A pared-down Macbeth stands out for its dark moral clarity, but a grubby and pointless Celestina proves a reinvention too far for John Peter

Calixto Bieito sets this in one of those big, shiny-grubby bars that have been springing up for a decade or so. Kathryn Hunter plays the bawd of the title as a butch, shaven-headed operator who deals in drugs as well as sex. “I know what you’re thinking,” she confides in the audience, “it’s a bit of a tacky show.” Fair enough, given that, on her right, a man is having anal sex with an impassive, Junoesque black woman in a yellow wig and white plastic boots.

I don’t mind watching such stuff if I’m paid to; but what has it to do with Rojas’s play? This is a co-production between the festival and the Birmingham Rep. The production values are pathetic; the acting is mostly dreary; and John Clifford’s “adaptation” has no sense of drama or character. As I say, Pointless Theatre.

The Berlin Schaubühne’s Andromache (Lyceum, three stars) is Luk and Peter Perceval’s fiercely concentrated reinterpretation of Racine’s tremendous Trojan tra-gedy, the one that swept him to fame at 28. All ages have their antiwar plays: civilisation has seen to it that we butcher each other regularly to provide passionate humanists such as Racine with blood-soaked material. The 21st century has already made a contribution. When Orestes (Ronald Kukulies) talks here of destroying the empire of evil, you know exactly where you are.

| DATA SHOWN |
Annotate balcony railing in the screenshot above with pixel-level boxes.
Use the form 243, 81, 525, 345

| TASK INSTRUCTIONS |
**a.** According to the theater review, why does every age have its antiwar plays?
**b.** Reproduce everything in the theater review from "A pared-down Macbeth" down to "white plastic boots.".

| TASK RESPONSES |
**a.** Because civilization has made sure that people butcher each other regularly. That gives passionate humanists such as Racine blood-soaked material to write about.

**b.**
A pared-down Macbeth stands out for its dark moral clarity, but a grubby and pointless Celestina proves a reinvention too far for John Peter

Calixto Bieito sets this in one of those big, shiny-grubby bars that have been springing up for a decade or so. Kathryn Hunter plays the bawd of the title as a butch, shaven-headed operator who deals in drugs as well as sex. “I know what you’re thinking,” she confides in the audience, “it’s a bit of a tacky show.” Fair enough, given that, on her right, a man is having anal sex with an impassive, Junoesque black woman in a yellow wig and white plastic boots.